* **ASSIGNMENT**: Retype every entry precisely and keep each line whole.

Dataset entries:
++++++++++

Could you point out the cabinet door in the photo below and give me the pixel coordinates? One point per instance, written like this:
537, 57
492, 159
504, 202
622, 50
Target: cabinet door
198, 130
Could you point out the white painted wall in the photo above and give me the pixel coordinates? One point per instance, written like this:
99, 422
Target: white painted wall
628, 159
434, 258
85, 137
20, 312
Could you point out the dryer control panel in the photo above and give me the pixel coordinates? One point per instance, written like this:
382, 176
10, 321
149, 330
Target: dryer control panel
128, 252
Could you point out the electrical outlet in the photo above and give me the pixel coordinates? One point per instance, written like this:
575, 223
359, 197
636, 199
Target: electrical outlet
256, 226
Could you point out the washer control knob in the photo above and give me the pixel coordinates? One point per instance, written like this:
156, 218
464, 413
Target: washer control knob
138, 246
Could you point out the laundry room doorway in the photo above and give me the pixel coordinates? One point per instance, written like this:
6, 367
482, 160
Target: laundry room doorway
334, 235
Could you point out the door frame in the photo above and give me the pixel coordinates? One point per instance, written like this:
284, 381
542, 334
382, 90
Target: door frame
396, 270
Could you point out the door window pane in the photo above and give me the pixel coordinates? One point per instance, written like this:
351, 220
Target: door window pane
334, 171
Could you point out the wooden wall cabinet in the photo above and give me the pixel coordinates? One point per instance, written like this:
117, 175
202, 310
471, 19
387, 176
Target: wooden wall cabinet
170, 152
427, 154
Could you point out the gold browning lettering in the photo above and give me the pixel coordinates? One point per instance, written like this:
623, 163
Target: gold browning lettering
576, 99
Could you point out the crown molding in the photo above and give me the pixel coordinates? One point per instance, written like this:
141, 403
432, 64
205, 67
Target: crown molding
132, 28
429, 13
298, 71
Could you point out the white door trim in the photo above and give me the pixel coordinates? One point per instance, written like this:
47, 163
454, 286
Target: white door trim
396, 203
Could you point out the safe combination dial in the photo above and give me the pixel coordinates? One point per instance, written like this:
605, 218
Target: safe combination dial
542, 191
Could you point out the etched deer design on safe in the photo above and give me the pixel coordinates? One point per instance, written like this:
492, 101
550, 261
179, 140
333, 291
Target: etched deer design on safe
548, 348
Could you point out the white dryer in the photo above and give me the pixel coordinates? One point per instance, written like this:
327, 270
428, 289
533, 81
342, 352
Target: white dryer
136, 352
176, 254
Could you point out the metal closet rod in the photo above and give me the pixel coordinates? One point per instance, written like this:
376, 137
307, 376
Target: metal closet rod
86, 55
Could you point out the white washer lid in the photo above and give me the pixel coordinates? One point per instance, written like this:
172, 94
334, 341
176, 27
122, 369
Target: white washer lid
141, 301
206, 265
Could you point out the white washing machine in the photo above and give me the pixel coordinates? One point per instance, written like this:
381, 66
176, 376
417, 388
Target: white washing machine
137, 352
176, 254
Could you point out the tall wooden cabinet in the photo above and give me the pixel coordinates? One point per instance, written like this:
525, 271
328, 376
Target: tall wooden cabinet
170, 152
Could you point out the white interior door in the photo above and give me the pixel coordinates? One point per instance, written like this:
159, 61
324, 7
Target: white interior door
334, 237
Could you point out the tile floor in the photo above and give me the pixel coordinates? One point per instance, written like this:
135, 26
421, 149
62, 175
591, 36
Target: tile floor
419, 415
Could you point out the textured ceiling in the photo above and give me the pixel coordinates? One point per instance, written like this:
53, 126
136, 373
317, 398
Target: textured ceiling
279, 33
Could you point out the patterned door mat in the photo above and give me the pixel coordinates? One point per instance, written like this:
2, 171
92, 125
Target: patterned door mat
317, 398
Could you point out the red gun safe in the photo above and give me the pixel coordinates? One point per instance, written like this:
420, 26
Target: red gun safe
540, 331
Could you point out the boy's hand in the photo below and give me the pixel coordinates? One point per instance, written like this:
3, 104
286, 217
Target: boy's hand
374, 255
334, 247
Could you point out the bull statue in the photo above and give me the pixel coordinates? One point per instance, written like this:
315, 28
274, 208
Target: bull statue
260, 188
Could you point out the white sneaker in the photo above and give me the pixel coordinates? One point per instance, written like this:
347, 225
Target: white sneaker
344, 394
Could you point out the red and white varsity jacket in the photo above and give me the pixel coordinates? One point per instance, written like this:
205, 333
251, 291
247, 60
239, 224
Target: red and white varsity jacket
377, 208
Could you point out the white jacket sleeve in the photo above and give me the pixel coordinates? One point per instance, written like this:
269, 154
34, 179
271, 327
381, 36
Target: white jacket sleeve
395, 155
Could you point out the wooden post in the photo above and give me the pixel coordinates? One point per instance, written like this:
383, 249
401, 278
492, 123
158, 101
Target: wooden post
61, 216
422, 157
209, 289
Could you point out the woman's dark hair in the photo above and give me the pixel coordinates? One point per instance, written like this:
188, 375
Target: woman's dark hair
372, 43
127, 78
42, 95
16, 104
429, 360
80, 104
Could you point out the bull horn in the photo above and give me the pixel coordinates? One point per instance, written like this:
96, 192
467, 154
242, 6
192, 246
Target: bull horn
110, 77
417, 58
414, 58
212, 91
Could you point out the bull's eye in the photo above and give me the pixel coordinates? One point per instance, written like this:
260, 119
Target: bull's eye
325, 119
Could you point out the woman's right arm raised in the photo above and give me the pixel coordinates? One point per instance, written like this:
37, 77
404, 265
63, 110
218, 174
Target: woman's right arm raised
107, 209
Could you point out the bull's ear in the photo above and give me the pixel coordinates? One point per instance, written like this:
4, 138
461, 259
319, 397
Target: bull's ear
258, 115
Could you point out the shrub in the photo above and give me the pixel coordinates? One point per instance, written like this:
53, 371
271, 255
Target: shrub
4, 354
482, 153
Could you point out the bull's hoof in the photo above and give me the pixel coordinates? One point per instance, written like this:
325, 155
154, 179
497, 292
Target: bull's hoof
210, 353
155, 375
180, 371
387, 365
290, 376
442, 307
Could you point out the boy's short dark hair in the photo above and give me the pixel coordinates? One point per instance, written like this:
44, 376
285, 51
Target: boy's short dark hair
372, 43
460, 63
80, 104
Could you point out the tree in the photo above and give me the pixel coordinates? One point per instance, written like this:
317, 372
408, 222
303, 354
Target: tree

++++++++++

* **WRITTEN RESPONSE**:
Could you point out the cabinet door in the photo below and give me the pixel coordinates? One point per instance, written like this:
537, 57
492, 159
504, 202
622, 50
Target: cabinet door
198, 130
Could you point out the white painted wall in the photo above and give me the pixel coordinates? One point per instance, written like this:
99, 422
Target: white painted wall
628, 159
434, 258
85, 137
20, 312
Could you point out the dryer control panel in the photo above and give me the pixel coordinates? One point per instance, written like this:
382, 176
10, 321
149, 330
Target: dryer control panel
128, 252
Could you point out the electrical outlet in the photo above and give me the pixel coordinates? One point per instance, written like this:
575, 223
359, 197
636, 199
Target: electrical outlet
256, 226
Could you point out the washer control knob in the photo above and give me the pixel coordinates? One point per instance, written like this:
156, 218
464, 413
Target: washer control knob
138, 246
Could you point out the laundry room doorway in the photo above and give me the pixel coordinates? One point per instance, written like this:
6, 367
482, 160
Target: laundry room doorway
334, 235
Could you point out the door frame in the photo above and give me the pixel coordinates? One point per instance, written like this:
284, 381
542, 334
382, 90
Target: door frame
396, 270
Could you point out the door window pane in the photo above and give me the pixel coordinates? One point per instance, written like this:
351, 220
Target: door window pane
334, 171
Could you point out the wooden wall cabinet in the photo above and give me the pixel coordinates? One point per instance, written like this:
117, 175
202, 310
471, 19
387, 176
Target: wooden wall cabinet
170, 152
427, 154
Could you point out the gold browning lettering in the photo above and give me the pixel coordinates? One point per instance, written like this:
623, 163
Target: gold browning lettering
576, 99
Could you point out the crown molding in the photo above and give me the pixel coordinates? One point per instance, written like this:
141, 403
432, 64
205, 67
Target: crown molding
132, 28
429, 13
298, 71
Could you point out the white door trim in the photo above and give me the pixel coordinates? One point per instance, written like this:
47, 163
454, 286
Target: white door trim
396, 203
Could you point out the safe combination dial in the photo above and give me the pixel coordinates? One point per instance, written like this:
605, 218
Target: safe combination dial
542, 191
Could you point out the etched deer design on safe in the photo above and give me the pixel coordinates? One point per instance, written like this:
492, 101
550, 261
179, 140
333, 291
Target: etched deer design on safe
548, 348
Could you point out the white dryer in the photo above and give me the pixel coordinates? One point per instance, written like this:
327, 270
428, 289
533, 81
342, 352
Target: white dryer
136, 352
176, 254
Could you point out the metal closet rod in the photo above and give me the pixel coordinates? One point per instance, written like this:
376, 137
307, 376
Target: metal closet rod
86, 55
Could you point out the white washer lid in the photo above and give me the pixel coordinates? One point per instance, written like this:
172, 94
334, 341
176, 27
122, 369
Target: white washer lid
141, 301
206, 265
Could you point out the white washing machine in the photo above and give me the pixel coordinates? One point per instance, written like this:
381, 66
176, 376
417, 388
Target: white washing machine
137, 352
176, 254
Could you point out the tall wooden cabinet in the photo above and give me the pixel coordinates? One point per instance, written like this:
525, 271
328, 376
Target: tall wooden cabinet
170, 152
Could you point out the white interior door in the photo above and give me the pixel coordinates? One point per instance, written like this:
159, 61
324, 7
Target: white interior door
334, 237
Could you point out the tile floor in the photo above and give me the pixel coordinates? One point per instance, written like this:
135, 26
421, 149
62, 175
591, 36
Target: tile floor
419, 415
Could you point out the textured ceiling in the photo above and give me the pixel coordinates? One point per instance, written like this:
53, 126
136, 373
317, 398
Target: textured ceiling
279, 33
Could you point out the patterned door mat in the photo above and give me the pixel coordinates? One point per instance, written like this:
2, 171
92, 125
Target: patterned door mat
317, 398
Could you point out the red gun safe in the photo above and give me the pixel coordinates? One point per instance, written like this:
420, 26
Target: red gun safe
540, 331
Could you point out the boy's hand in the photo below and give me the pixel coordinates? One point per instance, written like this:
3, 104
286, 217
Target: boy's hand
374, 255
334, 247
Could you point out the bull statue in the photo above and give me the pixel coordinates? One point per instance, written like this:
315, 28
274, 208
Target: bull statue
260, 188
Could you point out the white sneaker in the photo above and give me the pixel coordinates? One point per instance, written like this:
347, 225
Target: white sneaker
344, 394
Could you point out the red and white varsity jacket in the photo above and give me the pixel coordinates? One point per instance, written like this:
205, 333
251, 291
247, 60
239, 224
Target: red and white varsity jacket
377, 208
Could you point out the white jacket sleeve in the photo above and give me the pixel coordinates? One point per instance, written like this:
269, 154
34, 179
271, 327
381, 36
Target: white jacket sleeve
395, 155
Could you point out the wooden post in the photo above and give me the pixel coordinates? One point per instance, written like this:
383, 249
401, 278
492, 123
158, 101
Target: wooden post
61, 216
422, 157
209, 289
Could you point out the woman's dark hair in the photo above and give me the pixel coordinates? One point per instance, written like this:
188, 375
Target: woman's dark hair
372, 43
127, 78
42, 95
16, 104
429, 360
80, 104
Could you point out the bull horn in the photo above and give me the pixel coordinates? One point per instance, written like this:
96, 192
467, 154
242, 6
192, 246
Target: bull horn
110, 77
417, 58
414, 58
212, 91
Could you point out the bull's eye in the photo above and give me the pixel coordinates? One point per instance, written like this:
260, 119
Target: bull's eye
325, 119
Could you point out the woman's right arm raised in the photo above and give me the pixel coordinates? One point per instance, written like this:
37, 77
404, 265
63, 110
218, 174
Target: woman's right arm raised
107, 209
Could you point out the bull's ear in the photo above and give me the pixel coordinates? One point per instance, written like this:
4, 138
461, 259
319, 397
Target: bull's ear
258, 115
Could you point out the shrub in the photo above and give me the pixel coordinates? One point per instance, written like this:
53, 371
271, 255
Target: shrub
4, 354
482, 153
Could you point out the bull's hoof in the photo above and give me the pixel coordinates? One point per instance, written like this:
325, 155
154, 179
497, 292
Target: bull's hoof
210, 353
155, 375
180, 371
387, 365
290, 376
442, 307
Could you point out the boy's short dark hair in the photo above and give me the pixel coordinates? One point per instance, written like this:
44, 376
285, 51
Target: boy's short dark hair
372, 43
460, 63
80, 104
Could you point out the tree in the photo above and give me the pixel coordinates? One point per instance, written like this:
317, 372
408, 222
303, 354
Target: tree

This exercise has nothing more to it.